### DATA SUPPLIED
## Start
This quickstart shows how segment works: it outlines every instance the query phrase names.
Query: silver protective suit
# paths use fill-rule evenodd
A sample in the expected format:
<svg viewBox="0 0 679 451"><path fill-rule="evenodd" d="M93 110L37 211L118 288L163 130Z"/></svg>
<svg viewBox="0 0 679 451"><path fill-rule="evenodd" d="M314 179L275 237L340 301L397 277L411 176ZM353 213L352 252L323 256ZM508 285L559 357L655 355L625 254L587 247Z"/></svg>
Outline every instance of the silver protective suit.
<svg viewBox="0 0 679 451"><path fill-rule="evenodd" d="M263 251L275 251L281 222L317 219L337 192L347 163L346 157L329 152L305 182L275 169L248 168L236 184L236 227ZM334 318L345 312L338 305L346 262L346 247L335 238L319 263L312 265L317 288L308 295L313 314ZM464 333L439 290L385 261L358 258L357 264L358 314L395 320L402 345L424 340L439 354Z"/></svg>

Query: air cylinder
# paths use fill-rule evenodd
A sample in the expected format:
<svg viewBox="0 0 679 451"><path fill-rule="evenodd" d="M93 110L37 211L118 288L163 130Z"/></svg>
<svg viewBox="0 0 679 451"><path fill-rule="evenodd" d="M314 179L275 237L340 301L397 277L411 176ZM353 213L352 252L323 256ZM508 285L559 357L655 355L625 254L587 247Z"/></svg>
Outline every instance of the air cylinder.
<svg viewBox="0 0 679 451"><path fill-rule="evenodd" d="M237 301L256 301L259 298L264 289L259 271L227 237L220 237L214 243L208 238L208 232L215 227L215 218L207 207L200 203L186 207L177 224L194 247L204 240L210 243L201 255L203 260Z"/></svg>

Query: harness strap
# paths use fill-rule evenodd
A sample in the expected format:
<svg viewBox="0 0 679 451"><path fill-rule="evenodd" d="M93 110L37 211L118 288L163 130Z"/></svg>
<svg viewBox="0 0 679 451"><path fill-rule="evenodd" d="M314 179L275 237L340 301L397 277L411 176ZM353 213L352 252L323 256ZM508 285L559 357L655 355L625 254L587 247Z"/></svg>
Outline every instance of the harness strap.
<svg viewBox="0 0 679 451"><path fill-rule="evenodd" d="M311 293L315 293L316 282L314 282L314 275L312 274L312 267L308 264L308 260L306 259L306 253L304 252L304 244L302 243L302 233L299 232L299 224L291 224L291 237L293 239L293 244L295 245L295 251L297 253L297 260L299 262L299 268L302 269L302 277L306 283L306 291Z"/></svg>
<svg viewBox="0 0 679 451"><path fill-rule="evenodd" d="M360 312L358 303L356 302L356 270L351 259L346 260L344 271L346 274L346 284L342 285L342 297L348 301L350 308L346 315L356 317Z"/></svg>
## End
### STATED PROBLEM
Can you convert every one of the entries above into a two-column CSV with the headers input and output? Give one row per entry, putting its text and its answer each in a single quoted field with any line breaks replaced by spaces.

### WRITTEN SOLUTION
input,output
"This quickstart shows how segment works: it outlines every instance the query phrase names. Query: silver protective suit # paths use fill-rule evenodd A sample in the expected format: <svg viewBox=""0 0 679 451""><path fill-rule=""evenodd"" d=""M93 110L37 211L118 288L163 130Z""/></svg> <svg viewBox=""0 0 679 451""><path fill-rule=""evenodd"" d=""M314 179L275 237L340 301L397 277L411 176ZM353 213L352 252L323 256ZM508 285L559 357L655 355L625 254L587 247Z""/></svg> Outline every instance of the silver protective suit.","<svg viewBox=""0 0 679 451""><path fill-rule=""evenodd"" d=""M263 251L275 251L281 222L317 219L337 192L347 163L346 157L329 152L305 182L275 169L248 168L236 184L236 227ZM334 318L345 312L338 305L346 262L346 247L335 238L319 263L312 265L317 288L308 295L313 314ZM464 333L439 290L385 261L358 258L357 264L358 314L395 320L402 345L424 340L439 354Z""/></svg>"
"Query: air cylinder # paths use fill-rule evenodd A sample in the expected format: <svg viewBox=""0 0 679 451""><path fill-rule=""evenodd"" d=""M93 110L37 211L118 288L163 130Z""/></svg> <svg viewBox=""0 0 679 451""><path fill-rule=""evenodd"" d=""M314 179L275 237L340 301L397 277L411 176ZM353 213L352 252L323 256ZM508 285L559 357L655 355L625 254L587 247Z""/></svg> Outline every instance of the air cylinder.","<svg viewBox=""0 0 679 451""><path fill-rule=""evenodd"" d=""M237 301L256 301L259 298L264 289L259 271L227 237L220 237L214 243L208 238L208 232L215 227L215 218L207 207L200 203L186 207L177 224L194 247L204 240L210 243L201 255L203 260Z""/></svg>"
"Query: harness strap # paths use fill-rule evenodd A sample in the expected format: <svg viewBox=""0 0 679 451""><path fill-rule=""evenodd"" d=""M93 110L37 211L118 288L163 130Z""/></svg> <svg viewBox=""0 0 679 451""><path fill-rule=""evenodd"" d=""M314 179L275 237L340 301L397 277L411 176ZM353 213L352 252L323 256ZM508 285L559 357L655 355L625 254L587 247Z""/></svg> Outline every instance of the harness strap.","<svg viewBox=""0 0 679 451""><path fill-rule=""evenodd"" d=""M311 293L315 293L316 282L314 282L314 275L312 274L312 267L308 264L308 260L306 259L306 253L304 252L304 244L302 243L302 233L299 232L299 224L291 224L291 237L293 239L293 244L295 245L295 251L297 253L297 260L299 262L299 268L302 269L302 277L306 283L306 291Z""/></svg> <svg viewBox=""0 0 679 451""><path fill-rule=""evenodd"" d=""M360 312L358 303L356 302L356 270L351 259L346 260L344 271L346 274L346 284L342 285L342 297L348 301L350 308L346 315L356 317Z""/></svg>"